─── Document passage ───

I try and check in with myself every day. Inspired by feedback grids, I like to ask myself four questions:
1. What did I do well today?
2. What could have gone better?
3. What questions do I have about the future?
4. What ideas do I have for changing how I show up?
The answers could be personal, or they could be professional. Usually, it's a mix of both.
I try to be honest with myself, but I also like to get feedback from the people I work with, using a technique inspired by Carole Robin's framework for a feedback-rich environment. It's good to be self-reflective and check in with myself, but I want to make sure that I check in with others, too. I'm certain I could be more self-aware than I am, and I want to avoid blind spots if I can.
Is there a time when you wish you were more resilient?
Frankly, always. Life is stressful; work is stressful; living in a pandemic is stressful. In our current moment, I've intentionally lowered my bar for what constitutes "showing up" - but I wish it could be higher.
What’s one big mistake you made and how did you bounce back?
At a startup earlier in my career, I made an architecture decision that made our platform noticeably slow for users. We had to scramble to fix it. I was embarrassed, but learned how to make sure I never did anything like it again.
The way to bounce back is to place the emphasis on learning, not blame. These are the questions I try to ask:
1. What actually happened, and why?
2. What would prevent it from happening again?
3. What checks can we establish to make sure that happens?
I also push back - hard - against any attempts to ascribe blame or create bad feelings for a mistake. We all make them. Environments that punish people for trying and failing will just result in fewer people trying.
What are some mistakes we all make when it comes to resilience?
Ignoring it, and pushing ourselves harder than we should at the expense of our well-being. Not only do we hurt ourselves in the process, but we become part of making a less resilient environment for others. It takes a lot more strength to maintain boundaries and look after yourself if no-one else around you is doing it.
How can people be more resilient in their work-life?
Emotions play an important role in the way we think and act. So does our physical wellness. It's important to take care of ourselves: exercise, eat well, get good sleep, and practice mindfulness. In times of extreme stress, finding the things to be grateful for is also important - otherwise we tend to over-index on our negative experiences. And finally, it's not just about ourselves: we need to promote these things in the people around us, too, and be mindful and observant about how they're doing.
We all need to look out for the whole human, not just the tiny sliver of a human that is responsible for completing tasks relevant to the work we do. And we need to take it seriously.
Vulnerability plays a critical role in building trust among teams. How much does showing humanity help in building a resilient team?
Culture is the most important thing in any team. By a mile. Your collective norms, beliefs, and practices will define how everyone acts and reacts, how safe they feel to be themselves at work, and as a direct result, how high quality the work itself is.
Showing someone that you're human gives them permission to do the same. It also gives them permission to be more honest with you; you'll get better feedback, catch issues earlier, and understand when someone is having struggles. It makes it easier to create an environment where everyone can do their best work.
Who's the most resilient person that you know? Why?
I'm inspired by all the people who have literally been fighting for equality for their entire lives. I can't begin to imagine the resiliency required to fight for the human rights of you and your community, day in, day out, with no end in sight. I wish it wasn't required.
If you could leave people with one piece of advice about how to deal with what's happening right now in the world, what would it be?
Listen to the experts, center their lived experience and expertise - and then participate. We're all part of what happens next.

───

**Work to complete**:
Retype the stretch of the resilience interview from "The way to bounce" through "comes to resilience?".

─── Records shown ───

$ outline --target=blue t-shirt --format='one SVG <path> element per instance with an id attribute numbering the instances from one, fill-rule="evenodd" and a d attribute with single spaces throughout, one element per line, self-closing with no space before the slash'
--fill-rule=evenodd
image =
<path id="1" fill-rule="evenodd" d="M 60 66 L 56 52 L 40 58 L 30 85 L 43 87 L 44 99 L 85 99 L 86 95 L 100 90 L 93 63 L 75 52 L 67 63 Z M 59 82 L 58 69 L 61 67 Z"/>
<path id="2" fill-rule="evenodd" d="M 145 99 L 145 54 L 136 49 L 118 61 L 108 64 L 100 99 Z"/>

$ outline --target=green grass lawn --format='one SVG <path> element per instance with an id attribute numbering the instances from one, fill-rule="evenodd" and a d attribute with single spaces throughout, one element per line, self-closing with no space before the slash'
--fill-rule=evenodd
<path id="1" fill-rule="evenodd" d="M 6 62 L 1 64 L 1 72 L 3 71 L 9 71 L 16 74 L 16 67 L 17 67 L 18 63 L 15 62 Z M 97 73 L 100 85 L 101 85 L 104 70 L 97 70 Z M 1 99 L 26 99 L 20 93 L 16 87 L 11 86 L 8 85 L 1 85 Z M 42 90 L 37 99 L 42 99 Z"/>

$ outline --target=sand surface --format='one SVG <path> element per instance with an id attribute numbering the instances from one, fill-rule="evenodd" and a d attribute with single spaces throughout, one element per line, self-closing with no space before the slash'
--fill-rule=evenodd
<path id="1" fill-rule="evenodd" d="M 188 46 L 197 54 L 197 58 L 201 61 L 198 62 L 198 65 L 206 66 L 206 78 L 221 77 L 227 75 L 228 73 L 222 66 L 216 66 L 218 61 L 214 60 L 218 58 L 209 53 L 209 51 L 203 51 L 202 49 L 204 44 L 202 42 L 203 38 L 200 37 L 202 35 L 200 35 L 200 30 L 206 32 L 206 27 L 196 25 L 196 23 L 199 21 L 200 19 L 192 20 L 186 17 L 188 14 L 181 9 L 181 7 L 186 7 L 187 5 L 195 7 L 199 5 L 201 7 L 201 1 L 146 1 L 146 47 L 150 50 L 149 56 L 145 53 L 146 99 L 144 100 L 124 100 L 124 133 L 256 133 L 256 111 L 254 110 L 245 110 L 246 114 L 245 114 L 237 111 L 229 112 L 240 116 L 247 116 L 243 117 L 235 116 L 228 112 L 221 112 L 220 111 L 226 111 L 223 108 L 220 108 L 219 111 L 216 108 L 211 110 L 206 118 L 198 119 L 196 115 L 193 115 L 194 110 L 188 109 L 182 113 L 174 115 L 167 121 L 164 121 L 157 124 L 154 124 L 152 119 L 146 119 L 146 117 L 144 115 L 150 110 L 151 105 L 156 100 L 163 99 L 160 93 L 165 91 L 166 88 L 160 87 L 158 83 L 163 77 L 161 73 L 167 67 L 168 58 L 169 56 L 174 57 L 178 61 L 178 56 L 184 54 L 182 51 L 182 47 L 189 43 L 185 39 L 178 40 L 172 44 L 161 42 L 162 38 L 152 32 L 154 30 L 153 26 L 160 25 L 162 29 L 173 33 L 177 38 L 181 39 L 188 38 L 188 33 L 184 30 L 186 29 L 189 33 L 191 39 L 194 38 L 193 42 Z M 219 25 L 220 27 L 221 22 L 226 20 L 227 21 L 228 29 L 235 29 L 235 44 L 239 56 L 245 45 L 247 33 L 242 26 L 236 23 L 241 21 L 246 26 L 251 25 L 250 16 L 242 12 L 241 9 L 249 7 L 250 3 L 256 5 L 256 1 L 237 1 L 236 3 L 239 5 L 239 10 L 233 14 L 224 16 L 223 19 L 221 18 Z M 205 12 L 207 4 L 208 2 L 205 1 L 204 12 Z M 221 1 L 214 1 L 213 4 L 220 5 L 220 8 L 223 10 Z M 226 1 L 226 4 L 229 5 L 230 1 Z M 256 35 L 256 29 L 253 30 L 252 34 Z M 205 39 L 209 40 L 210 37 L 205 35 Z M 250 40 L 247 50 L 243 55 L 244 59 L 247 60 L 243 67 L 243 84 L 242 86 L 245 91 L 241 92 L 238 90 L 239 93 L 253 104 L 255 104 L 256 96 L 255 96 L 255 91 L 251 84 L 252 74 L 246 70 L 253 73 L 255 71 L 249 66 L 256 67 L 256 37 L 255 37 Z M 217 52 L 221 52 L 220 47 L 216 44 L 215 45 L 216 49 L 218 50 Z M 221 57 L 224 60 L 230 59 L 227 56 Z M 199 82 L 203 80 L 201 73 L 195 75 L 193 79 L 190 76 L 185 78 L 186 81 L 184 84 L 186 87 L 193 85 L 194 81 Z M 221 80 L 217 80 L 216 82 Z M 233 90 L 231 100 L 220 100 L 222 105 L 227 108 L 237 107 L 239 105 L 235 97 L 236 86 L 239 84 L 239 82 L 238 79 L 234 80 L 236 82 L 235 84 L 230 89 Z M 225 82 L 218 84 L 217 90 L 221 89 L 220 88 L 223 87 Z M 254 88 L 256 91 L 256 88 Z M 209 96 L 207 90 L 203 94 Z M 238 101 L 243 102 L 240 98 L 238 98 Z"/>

───

**Task output**:
The way to bounce back is to place the emphasis on learning, not blame. These are the questions I try to ask:
1. What actually happened, and why?
2. What would prevent it from happening again?
3. What checks can we establish to make sure that happens?
I also push back - hard - against any attempts to ascribe blame or create bad feelings for a mistake. We all make them. Environments that punish people for trying and failing will just result in fewer people trying.
What are some mistakes we all make when it comes to resilience?